#### [AIM OF THE TASK]
Reproduce verbatim the lines of the data below, starting at the line containing "Verification task: the gravel path" and ending at the line containing "[384,224,466,256]", with both of those lines included.

#### [EXERCISE MATERIAL]
* * * * * * *

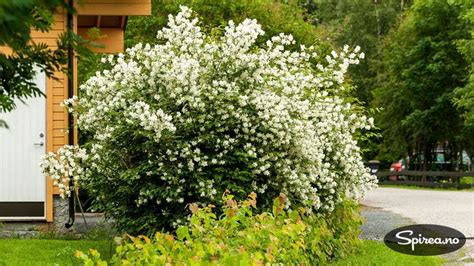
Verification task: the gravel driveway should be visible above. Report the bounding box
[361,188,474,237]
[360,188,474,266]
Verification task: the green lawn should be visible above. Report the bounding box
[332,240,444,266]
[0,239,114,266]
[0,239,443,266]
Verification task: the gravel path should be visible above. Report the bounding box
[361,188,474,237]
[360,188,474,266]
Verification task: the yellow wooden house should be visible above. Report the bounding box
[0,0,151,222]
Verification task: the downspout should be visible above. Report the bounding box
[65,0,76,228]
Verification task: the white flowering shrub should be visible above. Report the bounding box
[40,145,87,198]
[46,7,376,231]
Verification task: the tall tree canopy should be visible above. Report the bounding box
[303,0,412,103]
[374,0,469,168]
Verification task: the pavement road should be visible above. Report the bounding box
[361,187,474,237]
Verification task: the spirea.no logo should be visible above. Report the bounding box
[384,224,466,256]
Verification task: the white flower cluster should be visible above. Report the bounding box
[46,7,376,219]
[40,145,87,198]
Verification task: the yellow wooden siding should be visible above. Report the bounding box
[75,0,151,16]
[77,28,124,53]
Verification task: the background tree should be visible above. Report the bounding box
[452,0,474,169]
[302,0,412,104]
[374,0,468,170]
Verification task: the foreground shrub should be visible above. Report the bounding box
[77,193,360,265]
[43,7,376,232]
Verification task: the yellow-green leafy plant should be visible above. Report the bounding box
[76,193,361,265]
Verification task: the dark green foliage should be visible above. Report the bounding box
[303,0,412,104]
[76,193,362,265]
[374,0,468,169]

* * * * * * *

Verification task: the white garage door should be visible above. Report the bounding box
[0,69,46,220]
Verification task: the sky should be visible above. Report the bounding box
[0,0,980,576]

* * * * * * *

#### [SOLVED EXERCISE]
Verification task: the gravel path should be visible above. Report the bounding box
[361,188,474,237]
[360,188,474,266]
Verification task: the yellow wooden house should be visible above. Report the bounding box
[0,0,151,222]
Verification task: the downspout should be visible above. Report the bounding box
[65,0,76,228]
Verification task: the white flowering shrub should be visible above. Report the bounding box
[40,145,87,198]
[46,7,376,231]
Verification task: the tall tree canopy should be visible above. Report the bounding box
[303,0,412,103]
[374,0,469,168]
Verification task: the pavement road should be visible above. Report the bounding box
[361,187,474,237]
Verification task: the spirea.no logo should be visible above. Report the bounding box
[384,224,466,256]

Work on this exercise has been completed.